WRITTEN TASK: Find every line in the data below that contains the string "item", and copy each of those lines.

──────── LISTING ────────

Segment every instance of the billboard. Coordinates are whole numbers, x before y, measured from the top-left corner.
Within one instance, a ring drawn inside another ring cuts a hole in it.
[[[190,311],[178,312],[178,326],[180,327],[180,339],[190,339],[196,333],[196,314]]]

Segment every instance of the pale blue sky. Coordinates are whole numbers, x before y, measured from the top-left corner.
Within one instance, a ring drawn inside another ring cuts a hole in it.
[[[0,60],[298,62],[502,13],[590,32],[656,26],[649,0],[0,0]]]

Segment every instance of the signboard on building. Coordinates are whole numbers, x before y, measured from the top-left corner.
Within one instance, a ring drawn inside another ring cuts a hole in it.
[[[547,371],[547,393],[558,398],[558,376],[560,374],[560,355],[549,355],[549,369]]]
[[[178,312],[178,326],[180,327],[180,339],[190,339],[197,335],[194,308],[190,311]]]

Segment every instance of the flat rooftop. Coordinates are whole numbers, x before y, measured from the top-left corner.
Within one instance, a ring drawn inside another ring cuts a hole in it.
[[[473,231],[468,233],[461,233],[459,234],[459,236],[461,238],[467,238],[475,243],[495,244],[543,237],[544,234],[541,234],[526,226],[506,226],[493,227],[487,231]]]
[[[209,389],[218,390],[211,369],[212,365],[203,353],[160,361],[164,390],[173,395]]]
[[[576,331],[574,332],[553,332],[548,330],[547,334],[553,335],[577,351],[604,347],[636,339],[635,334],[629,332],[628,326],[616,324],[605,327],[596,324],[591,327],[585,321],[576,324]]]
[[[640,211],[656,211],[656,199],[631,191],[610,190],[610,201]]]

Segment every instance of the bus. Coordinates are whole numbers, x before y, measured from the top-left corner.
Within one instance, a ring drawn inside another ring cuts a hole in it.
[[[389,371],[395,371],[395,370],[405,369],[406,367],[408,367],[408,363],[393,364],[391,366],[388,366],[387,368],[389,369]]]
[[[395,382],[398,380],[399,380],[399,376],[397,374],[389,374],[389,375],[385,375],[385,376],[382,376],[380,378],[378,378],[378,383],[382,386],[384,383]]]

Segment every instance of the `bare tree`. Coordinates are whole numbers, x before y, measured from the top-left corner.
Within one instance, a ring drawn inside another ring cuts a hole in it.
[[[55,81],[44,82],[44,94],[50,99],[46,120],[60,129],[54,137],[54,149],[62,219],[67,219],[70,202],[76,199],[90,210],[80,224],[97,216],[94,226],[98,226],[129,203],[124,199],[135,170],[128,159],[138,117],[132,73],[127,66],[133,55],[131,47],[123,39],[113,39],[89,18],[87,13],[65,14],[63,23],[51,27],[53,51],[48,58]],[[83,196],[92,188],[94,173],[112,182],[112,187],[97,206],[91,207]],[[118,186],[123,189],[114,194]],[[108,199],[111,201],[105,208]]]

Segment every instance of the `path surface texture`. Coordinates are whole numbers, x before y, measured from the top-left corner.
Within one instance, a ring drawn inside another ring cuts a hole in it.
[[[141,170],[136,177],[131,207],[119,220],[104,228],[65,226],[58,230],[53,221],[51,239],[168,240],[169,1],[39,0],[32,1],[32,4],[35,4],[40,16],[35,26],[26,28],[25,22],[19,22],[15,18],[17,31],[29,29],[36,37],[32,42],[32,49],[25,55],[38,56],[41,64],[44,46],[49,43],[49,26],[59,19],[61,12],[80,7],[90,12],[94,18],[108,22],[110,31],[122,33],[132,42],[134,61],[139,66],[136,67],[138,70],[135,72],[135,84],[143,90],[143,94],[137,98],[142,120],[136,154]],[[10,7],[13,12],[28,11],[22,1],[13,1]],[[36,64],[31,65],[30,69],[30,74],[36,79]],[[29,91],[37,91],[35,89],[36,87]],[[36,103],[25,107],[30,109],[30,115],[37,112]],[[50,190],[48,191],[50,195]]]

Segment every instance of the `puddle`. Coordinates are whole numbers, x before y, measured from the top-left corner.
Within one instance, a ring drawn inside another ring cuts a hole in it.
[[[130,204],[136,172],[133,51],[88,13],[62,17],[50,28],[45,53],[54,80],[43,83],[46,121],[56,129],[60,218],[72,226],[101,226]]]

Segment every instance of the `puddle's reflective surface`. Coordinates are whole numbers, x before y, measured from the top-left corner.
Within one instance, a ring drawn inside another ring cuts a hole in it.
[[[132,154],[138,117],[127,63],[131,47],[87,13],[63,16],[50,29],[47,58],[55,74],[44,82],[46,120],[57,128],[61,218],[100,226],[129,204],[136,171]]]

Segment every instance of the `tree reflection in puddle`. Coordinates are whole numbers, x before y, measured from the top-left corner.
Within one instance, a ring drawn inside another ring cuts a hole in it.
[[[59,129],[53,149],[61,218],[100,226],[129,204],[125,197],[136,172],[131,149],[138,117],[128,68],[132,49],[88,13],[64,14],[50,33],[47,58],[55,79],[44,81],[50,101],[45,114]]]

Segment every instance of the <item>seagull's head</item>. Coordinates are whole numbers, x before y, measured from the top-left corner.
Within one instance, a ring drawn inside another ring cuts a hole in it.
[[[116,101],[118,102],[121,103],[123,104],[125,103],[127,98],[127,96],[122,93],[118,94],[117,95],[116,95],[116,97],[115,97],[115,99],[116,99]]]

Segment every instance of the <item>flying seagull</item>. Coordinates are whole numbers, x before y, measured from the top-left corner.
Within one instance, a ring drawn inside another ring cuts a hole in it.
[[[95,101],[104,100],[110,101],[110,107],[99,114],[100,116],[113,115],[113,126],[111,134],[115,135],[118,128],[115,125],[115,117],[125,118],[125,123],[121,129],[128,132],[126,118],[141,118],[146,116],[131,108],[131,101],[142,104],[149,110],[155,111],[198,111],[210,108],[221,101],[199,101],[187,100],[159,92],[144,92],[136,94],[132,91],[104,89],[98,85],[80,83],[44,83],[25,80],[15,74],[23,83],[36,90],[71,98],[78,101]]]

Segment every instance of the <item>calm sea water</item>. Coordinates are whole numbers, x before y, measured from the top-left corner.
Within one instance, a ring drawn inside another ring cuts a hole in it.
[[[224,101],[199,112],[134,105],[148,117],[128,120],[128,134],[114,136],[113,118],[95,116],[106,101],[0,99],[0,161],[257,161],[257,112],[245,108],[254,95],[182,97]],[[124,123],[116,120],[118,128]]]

────────
──────── LISTING ────────

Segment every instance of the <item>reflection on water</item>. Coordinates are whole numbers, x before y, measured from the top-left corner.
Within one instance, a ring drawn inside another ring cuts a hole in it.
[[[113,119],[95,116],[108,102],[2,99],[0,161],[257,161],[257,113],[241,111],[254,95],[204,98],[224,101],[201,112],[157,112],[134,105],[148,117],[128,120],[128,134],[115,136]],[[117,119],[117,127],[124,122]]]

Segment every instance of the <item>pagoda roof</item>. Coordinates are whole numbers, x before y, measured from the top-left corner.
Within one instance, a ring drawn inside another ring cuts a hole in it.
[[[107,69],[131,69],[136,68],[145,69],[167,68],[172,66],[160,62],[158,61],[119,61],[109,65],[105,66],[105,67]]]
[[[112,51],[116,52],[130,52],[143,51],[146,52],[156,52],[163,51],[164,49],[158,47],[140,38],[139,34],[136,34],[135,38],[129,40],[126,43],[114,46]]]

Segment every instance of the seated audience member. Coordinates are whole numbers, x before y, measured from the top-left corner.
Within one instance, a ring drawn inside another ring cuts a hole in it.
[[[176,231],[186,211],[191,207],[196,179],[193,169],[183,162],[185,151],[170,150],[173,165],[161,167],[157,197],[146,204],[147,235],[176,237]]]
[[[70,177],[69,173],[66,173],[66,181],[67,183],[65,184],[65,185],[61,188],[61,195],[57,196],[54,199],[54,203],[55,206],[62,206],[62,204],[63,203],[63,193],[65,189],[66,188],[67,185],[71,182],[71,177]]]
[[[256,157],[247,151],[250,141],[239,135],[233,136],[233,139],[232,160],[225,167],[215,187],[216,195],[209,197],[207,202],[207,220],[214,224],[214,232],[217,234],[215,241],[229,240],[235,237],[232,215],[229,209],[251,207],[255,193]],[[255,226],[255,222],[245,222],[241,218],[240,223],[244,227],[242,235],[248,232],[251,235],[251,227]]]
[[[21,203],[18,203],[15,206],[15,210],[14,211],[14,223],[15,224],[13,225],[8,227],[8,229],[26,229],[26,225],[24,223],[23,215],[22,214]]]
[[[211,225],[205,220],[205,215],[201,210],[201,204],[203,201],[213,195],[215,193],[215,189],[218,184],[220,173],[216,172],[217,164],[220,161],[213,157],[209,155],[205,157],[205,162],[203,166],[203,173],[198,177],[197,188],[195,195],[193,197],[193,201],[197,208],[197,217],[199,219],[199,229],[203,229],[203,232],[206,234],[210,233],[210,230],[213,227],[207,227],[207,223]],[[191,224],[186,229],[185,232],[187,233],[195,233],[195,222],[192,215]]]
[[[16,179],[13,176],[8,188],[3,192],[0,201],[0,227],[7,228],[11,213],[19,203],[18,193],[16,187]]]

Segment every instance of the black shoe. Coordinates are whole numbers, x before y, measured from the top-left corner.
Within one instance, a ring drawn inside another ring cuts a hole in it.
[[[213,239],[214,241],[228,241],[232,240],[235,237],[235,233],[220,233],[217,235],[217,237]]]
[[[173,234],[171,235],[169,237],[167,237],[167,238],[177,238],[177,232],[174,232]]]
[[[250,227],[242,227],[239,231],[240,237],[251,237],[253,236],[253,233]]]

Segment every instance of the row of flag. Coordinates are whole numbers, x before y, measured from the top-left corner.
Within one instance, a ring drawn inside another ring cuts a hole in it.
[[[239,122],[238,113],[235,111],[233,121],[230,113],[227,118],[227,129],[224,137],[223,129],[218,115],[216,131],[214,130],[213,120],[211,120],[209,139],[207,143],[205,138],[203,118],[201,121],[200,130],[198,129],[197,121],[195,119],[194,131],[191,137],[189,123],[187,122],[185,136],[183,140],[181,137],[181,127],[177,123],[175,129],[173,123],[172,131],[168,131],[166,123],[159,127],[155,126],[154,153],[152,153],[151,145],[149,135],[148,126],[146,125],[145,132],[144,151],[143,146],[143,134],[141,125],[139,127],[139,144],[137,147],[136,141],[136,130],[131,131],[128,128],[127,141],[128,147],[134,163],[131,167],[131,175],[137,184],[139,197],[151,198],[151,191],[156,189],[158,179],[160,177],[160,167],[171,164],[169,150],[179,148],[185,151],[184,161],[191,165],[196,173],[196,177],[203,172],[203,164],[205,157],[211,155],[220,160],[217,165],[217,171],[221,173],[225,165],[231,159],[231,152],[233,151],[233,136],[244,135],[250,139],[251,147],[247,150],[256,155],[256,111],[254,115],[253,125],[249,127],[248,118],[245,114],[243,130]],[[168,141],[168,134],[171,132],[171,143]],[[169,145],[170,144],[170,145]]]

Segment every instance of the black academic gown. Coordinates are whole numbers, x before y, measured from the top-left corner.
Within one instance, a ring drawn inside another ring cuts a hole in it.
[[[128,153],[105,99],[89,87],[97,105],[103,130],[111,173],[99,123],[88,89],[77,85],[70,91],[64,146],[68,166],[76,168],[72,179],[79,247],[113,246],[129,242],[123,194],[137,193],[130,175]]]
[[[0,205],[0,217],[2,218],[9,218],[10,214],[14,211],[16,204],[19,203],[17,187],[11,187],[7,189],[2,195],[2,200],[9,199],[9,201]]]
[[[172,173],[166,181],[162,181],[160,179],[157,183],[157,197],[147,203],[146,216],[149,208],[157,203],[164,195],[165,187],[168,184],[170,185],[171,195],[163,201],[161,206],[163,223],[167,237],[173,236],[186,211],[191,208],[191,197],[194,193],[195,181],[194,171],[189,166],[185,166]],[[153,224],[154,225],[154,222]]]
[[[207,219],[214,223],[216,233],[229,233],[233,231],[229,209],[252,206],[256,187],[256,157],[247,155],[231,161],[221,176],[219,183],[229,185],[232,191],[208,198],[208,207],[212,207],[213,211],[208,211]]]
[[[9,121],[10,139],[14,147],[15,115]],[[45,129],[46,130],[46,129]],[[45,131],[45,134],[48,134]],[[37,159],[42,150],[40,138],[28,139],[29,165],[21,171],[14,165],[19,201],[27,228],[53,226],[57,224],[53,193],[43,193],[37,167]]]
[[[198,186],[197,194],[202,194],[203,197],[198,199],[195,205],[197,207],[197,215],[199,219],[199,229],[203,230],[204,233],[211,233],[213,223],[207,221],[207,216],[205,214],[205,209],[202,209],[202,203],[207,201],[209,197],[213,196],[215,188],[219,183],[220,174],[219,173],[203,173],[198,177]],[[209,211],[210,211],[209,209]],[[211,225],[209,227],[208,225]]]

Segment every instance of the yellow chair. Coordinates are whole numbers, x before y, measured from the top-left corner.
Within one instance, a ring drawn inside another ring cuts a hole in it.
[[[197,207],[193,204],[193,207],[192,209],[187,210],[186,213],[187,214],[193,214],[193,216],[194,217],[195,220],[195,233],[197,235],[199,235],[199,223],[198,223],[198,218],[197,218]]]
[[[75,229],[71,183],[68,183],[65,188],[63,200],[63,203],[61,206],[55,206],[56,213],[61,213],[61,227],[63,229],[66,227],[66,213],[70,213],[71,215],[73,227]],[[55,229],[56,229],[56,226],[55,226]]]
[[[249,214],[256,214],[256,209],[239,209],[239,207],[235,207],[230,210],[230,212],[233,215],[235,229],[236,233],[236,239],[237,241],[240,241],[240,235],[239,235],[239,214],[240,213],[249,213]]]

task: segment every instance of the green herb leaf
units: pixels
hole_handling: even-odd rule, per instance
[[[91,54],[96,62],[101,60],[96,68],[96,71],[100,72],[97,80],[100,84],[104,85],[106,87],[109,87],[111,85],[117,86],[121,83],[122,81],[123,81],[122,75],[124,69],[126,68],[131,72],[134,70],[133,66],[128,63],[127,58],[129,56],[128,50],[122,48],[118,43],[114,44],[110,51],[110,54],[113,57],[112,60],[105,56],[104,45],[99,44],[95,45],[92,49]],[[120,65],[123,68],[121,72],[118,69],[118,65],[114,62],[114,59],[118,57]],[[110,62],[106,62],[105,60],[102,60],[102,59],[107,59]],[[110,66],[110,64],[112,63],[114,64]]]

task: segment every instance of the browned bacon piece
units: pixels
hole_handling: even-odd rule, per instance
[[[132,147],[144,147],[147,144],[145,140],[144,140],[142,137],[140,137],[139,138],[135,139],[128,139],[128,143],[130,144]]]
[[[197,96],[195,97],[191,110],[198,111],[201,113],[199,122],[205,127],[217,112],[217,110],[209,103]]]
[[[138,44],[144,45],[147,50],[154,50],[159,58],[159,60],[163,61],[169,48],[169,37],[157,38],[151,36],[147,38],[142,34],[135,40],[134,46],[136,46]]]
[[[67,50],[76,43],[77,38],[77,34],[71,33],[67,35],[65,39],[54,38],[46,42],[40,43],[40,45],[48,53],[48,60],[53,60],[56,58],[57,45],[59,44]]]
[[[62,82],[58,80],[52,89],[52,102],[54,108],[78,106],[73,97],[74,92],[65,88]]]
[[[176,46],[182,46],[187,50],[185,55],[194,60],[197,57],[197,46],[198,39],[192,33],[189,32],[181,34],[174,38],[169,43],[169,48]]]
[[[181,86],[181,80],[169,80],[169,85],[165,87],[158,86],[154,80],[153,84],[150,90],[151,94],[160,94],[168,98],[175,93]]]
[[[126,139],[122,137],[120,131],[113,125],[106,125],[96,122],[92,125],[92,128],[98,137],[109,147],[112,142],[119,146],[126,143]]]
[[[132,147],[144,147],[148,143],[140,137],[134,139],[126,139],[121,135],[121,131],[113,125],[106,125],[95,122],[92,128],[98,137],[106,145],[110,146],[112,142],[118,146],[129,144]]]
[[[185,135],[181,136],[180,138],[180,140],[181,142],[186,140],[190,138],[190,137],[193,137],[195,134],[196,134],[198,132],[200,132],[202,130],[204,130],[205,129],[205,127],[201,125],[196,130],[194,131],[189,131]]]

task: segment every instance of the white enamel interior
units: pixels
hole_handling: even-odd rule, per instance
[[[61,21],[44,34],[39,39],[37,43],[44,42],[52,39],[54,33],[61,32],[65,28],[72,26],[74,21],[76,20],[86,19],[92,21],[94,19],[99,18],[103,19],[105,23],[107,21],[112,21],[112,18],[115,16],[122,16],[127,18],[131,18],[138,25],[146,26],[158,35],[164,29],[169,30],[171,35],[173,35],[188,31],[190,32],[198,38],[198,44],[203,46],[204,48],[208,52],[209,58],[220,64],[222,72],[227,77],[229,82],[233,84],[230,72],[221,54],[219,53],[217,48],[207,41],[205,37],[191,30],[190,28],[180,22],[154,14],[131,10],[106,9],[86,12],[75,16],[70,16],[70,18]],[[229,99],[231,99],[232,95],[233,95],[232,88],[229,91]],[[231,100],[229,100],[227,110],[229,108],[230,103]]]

────────

PROBLEM SOLUTION:
Segment every instance of the <item>seagull's head</item>. Coordinates are whole numbers, x before y, measured from the top-left corner.
Segment every instance of the <item>flying seagull</item>. Coordinates are whole numbers, x before y, measured from the top-left corner.
Segment every instance of the <item>calm sea water</item>. Coordinates are whole numbers, x before y, measured from the top-left corner.
Segment every instance of the <item>reflection on water</item>. Coordinates are whole numbers, x before y, measured from the top-left corner.
Segment every instance of the <item>pagoda roof</item>. Coordinates are whole numbers, x before y, measured from the top-left corner.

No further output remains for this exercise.